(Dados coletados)
- - - - -
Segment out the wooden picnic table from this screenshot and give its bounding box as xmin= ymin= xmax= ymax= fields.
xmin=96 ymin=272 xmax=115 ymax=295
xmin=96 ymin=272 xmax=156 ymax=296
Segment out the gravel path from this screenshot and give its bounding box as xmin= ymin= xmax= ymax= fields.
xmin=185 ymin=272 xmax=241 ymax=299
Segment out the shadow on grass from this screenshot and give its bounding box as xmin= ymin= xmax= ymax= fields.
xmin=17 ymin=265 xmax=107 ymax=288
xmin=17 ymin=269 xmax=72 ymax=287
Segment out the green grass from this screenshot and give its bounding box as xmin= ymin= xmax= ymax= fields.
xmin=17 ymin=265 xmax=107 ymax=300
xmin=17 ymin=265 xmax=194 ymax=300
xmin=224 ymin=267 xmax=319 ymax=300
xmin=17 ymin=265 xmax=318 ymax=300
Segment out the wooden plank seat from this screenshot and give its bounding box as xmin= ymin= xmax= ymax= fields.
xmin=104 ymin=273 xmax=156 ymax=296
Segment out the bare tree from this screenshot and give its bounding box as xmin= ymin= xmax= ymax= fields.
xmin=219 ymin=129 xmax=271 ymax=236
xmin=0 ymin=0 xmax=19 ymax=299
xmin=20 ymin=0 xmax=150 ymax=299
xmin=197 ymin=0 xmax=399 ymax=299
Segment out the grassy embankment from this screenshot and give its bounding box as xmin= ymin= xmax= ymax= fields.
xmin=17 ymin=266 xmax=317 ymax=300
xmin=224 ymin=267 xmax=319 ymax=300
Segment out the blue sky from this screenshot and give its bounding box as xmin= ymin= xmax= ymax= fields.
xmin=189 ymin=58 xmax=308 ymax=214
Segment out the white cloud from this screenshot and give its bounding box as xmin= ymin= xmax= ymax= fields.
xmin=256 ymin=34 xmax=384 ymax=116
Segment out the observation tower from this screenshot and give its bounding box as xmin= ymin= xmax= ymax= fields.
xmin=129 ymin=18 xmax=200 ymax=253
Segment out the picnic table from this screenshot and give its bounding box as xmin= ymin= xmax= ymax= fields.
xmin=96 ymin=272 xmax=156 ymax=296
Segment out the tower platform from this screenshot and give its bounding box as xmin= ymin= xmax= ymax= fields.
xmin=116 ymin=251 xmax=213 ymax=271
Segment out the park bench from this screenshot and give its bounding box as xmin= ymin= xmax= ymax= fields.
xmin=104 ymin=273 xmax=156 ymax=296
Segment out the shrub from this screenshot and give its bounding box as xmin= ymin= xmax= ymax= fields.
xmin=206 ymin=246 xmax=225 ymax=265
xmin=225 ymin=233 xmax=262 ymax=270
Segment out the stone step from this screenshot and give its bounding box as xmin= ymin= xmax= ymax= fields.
- - - - -
O que fazer -
Reproduza todas as linhas da listagem acima, do início ao fim, sem mudar nada.

Resposta -
Segment out the wooden picnic table from this screenshot and give its bounding box as xmin= ymin= xmax= ymax= fields.
xmin=96 ymin=272 xmax=115 ymax=295
xmin=96 ymin=272 xmax=156 ymax=296
Segment out the gravel path from this screenshot and give its bounding box as xmin= ymin= xmax= ymax= fields.
xmin=185 ymin=272 xmax=241 ymax=299
Segment out the shadow on grass from this screenshot and give its bounding box as xmin= ymin= xmax= ymax= fields.
xmin=17 ymin=265 xmax=107 ymax=288
xmin=17 ymin=269 xmax=72 ymax=287
Segment out the green grass from this screenshot and give its bounding box as xmin= ymin= xmax= ymax= fields.
xmin=17 ymin=265 xmax=107 ymax=300
xmin=17 ymin=265 xmax=194 ymax=300
xmin=224 ymin=267 xmax=319 ymax=300
xmin=17 ymin=265 xmax=318 ymax=300
Segment out the wooden plank seat from this screenshot and give its bounding box as xmin= ymin= xmax= ymax= fields.
xmin=104 ymin=273 xmax=156 ymax=296
Segment out the bare tree from this screenshot and give its bounding box as xmin= ymin= xmax= ymax= fields.
xmin=219 ymin=129 xmax=271 ymax=236
xmin=0 ymin=0 xmax=19 ymax=299
xmin=20 ymin=0 xmax=150 ymax=299
xmin=197 ymin=0 xmax=399 ymax=299
Segment out the grassy embankment from this screenshot and give its bounding box as xmin= ymin= xmax= ymax= fields.
xmin=17 ymin=266 xmax=317 ymax=300
xmin=224 ymin=267 xmax=319 ymax=300
Segment out the blue sky from this screenshot and give its bounding box as xmin= ymin= xmax= ymax= fields.
xmin=189 ymin=58 xmax=308 ymax=214
Segment out the white cloud from this screenshot and give its bounding box as xmin= ymin= xmax= ymax= fields.
xmin=256 ymin=34 xmax=384 ymax=116
Segment out the observation tower from this screenshot and give its bounding box as xmin= ymin= xmax= ymax= fields.
xmin=129 ymin=18 xmax=200 ymax=253
Segment out the picnic table from this screenshot and give its bounding box as xmin= ymin= xmax= ymax= fields.
xmin=96 ymin=272 xmax=156 ymax=296
Segment out the tower platform from this screenshot and give its bounding box as xmin= ymin= xmax= ymax= fields.
xmin=116 ymin=251 xmax=213 ymax=271
Segment out the park bench from this screenshot and give its bounding box as xmin= ymin= xmax= ymax= fields.
xmin=104 ymin=273 xmax=156 ymax=296
Segment out the shrub from this screenshot and give its bounding box as xmin= ymin= xmax= ymax= fields.
xmin=206 ymin=246 xmax=225 ymax=265
xmin=225 ymin=233 xmax=262 ymax=270
Segment out the stone step from this screenshot and give its bounding box as xmin= ymin= xmax= ymax= fields.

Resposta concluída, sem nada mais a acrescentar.